_Activity_
Every line from the start of the listing below through the line that contains "of the blue" is to be reproduced word for word.
Start of Block
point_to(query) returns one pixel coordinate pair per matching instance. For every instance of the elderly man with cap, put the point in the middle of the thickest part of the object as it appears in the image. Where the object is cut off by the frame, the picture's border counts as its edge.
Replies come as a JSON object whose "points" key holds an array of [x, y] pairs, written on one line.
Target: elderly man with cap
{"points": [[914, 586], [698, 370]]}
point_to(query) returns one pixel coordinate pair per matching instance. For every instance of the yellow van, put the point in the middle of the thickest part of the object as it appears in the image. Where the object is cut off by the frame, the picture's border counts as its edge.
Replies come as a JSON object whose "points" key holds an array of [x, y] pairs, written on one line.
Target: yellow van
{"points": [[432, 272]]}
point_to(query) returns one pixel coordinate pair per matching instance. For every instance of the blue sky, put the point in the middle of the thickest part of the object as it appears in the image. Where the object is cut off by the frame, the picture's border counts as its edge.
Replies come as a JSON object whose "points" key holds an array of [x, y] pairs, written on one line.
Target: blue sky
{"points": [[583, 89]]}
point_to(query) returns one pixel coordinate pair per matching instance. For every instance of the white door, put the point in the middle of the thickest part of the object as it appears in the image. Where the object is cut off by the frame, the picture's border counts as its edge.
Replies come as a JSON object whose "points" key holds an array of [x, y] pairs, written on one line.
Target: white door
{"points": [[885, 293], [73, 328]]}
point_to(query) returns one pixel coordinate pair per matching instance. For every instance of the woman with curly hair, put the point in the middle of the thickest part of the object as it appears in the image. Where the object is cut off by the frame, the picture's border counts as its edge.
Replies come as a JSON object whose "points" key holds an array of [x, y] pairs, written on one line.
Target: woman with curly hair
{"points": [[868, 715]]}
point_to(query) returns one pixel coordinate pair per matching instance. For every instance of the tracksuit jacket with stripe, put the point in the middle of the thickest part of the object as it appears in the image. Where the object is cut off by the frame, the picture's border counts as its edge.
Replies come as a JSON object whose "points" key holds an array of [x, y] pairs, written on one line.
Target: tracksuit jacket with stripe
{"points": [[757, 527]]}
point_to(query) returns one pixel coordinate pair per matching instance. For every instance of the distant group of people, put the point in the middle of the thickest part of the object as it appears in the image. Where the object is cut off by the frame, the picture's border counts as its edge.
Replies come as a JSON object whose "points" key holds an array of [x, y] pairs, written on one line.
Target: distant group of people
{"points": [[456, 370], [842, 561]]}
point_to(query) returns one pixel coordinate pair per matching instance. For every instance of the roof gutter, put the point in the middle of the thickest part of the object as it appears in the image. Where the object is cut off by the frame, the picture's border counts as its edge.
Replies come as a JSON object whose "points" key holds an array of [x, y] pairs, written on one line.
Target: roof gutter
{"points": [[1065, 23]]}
End of Block
_Answer box_
point_to(query) returns one pixel coordinate pair per matching instance. For every instance of the elderly man with cap, put the point in the middle of the thickest part of the object as it appears in the image. Where the object is cut off by the frame, the picture's border counts as its edge.
Replies come as a JSON object whose "points" key holds an array of [x, y] pairs, written on one line.
Target: elderly man with cap
{"points": [[914, 586], [698, 370]]}
point_to(query) returns one pixel coordinate pair per matching instance. For every instance of the yellow van, put the point in the middle of the thickest part of the object as it appears in the image. Where the object is cut off by the frame, the picture's border counts as its edge.
Replies come as a JSON object whose "points" key holds an array of [x, y] pairs, written on one line.
Target: yellow van
{"points": [[432, 272]]}
point_to(query) returns one pixel coordinate pair per matching instance. For every instance of the blue sky, put the point in the middle of the thickest part of the object as it appears in the image. Where the object is cut off by the frame, the picture's border counts as its edge.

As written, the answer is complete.